##### 記事 #####

花園万頭

日本一高い、日本一うまい。

これは、何の売り文句か、ご存じの方は、いらっしゃるだろうか。新宿に本店のある、和菓子に老舗、花園万頭の、それである。

もう10年以上前だが、会社の事務所が、花園神社の真ん前にあり。花園饅頭の本社も、その近くにあった。

看板に、大きく、「日本一高い。日本一うまい」と書いてあるので、気には、なる。その看板を見て、買う人も、勿論いた。

いろいろな話を総合すると、高いのは、高いらしい。日本一高いかどうかは、わからない。だが、うまいのもうまいらしいが、日本一ほどうまいかと言われたら、そうでもない。

というのが、定説だった。

その花園饅頭を、家内が、都内への出張帰りに買ってきたのである。確かに、ひとつ400円以上するらしく、5つで2,000円。家族が5人だから、一人ひとつ食べて、吟味しようと話していた。

そして、まず、家内が食べたのである。すると、前述のような反応と、ほぼ同じ反応が返ってきた。

これは、子供たちにも食べさせて、反応をみようということで、子供たちには、前段の話を、何度もした。

だが、子供たちは、それぞれに忙しかったようで。その日に食べることなく、翌日に持ち越したのである。

たまたま、少し遠出をしていた長男が、その、翌日に帰宅してきた。家内は、また、花園饅頭の話をし、食べてみるようにと勧めた。

そして、家内と私は、買い物に外出して、帰宅すると、そこで事件は、起こっていたのである。

犯人は、誰だっ!

なんと、空ではないか。

長女と次女の分が無くなっている。


心の中の、リトルkojuroが、ボソリと、つぶやいた。

コジの配給、ゼロだったね。

##### 記録データ #####

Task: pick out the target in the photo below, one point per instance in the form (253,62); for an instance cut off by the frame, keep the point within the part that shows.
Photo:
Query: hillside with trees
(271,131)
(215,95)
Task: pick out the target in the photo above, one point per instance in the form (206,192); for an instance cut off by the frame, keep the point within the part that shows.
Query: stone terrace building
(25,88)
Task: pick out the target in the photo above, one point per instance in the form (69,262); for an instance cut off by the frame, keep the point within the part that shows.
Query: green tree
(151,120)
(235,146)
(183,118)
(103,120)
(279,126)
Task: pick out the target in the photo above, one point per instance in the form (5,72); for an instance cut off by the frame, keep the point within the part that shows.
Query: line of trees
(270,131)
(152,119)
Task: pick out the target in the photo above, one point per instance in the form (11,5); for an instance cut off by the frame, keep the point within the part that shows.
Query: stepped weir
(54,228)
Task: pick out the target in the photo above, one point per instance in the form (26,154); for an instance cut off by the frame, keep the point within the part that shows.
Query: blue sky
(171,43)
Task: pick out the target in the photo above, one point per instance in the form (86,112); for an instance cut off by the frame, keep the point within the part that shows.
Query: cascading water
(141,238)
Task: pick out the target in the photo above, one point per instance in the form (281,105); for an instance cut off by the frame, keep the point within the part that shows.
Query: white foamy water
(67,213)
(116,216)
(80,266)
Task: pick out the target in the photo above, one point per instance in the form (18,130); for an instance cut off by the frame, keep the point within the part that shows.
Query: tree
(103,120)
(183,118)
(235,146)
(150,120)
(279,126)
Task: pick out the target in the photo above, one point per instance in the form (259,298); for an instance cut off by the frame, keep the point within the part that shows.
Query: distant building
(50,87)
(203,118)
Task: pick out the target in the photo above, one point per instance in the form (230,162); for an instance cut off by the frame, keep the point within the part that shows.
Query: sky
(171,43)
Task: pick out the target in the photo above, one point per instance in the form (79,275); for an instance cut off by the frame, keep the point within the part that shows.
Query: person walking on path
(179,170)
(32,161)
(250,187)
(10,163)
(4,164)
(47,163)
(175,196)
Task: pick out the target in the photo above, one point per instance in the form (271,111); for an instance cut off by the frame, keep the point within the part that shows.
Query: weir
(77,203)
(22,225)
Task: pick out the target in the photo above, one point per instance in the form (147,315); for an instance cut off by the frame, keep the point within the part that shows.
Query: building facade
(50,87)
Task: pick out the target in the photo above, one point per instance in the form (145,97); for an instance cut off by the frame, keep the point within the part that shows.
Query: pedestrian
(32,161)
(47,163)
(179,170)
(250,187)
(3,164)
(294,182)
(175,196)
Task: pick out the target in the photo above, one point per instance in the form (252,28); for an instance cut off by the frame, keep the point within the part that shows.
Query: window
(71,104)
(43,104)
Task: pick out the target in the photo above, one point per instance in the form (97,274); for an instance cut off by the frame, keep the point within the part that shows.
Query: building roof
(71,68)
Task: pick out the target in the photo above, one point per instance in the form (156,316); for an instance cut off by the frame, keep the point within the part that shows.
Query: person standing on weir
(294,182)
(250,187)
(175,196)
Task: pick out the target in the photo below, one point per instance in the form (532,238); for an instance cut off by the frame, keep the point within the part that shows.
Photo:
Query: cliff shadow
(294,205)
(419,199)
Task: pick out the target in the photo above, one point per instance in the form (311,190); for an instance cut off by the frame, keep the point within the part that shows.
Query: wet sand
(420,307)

#####

* _課題一覧_
A. 記事の中で、家内が買ってきた花園饅頭は5つでいくらだったか答えてください。
B. 記事の「いろいろな話を総合すると、高」で始まり「饅頭の話をし、食べてみるようにと勧めた。」まで続く部分を、「長男」を「次男」に入れ替えて書き直してください。

* _順番どおりの解答_
A. 2,000円です。

B.
いろいろな話を総合すると、高いのは、高いらしい。日本一高いかどうかは、わからない。だが、うまいのもうまいらしいが、日本一ほどうまいかと言われたら、そうでもない。

というのが、定説だった。

その花園饅頭を、家内が、都内への出張帰りに買ってきたのである。確かに、ひとつ400円以上するらしく、5つで2,000円。家族が5人だから、一人ひとつ食べて、吟味しようと話していた。

そして、まず、家内が食べたのである。すると、前述のような反応と、ほぼ同じ反応が返ってきた。

これは、子供たちにも食べさせて、反応をみようということで、子供たちには、前段の話を、何度もした。

だが、子供たちは、それぞれに忙しかったようで。その日に食べることなく、翌日に持ち越したのである。

たまたま、少し遠出をしていた次男が、その、翌日に帰宅してきた。家内は、また、花園饅頭の話をし、食べてみるようにと勧めた。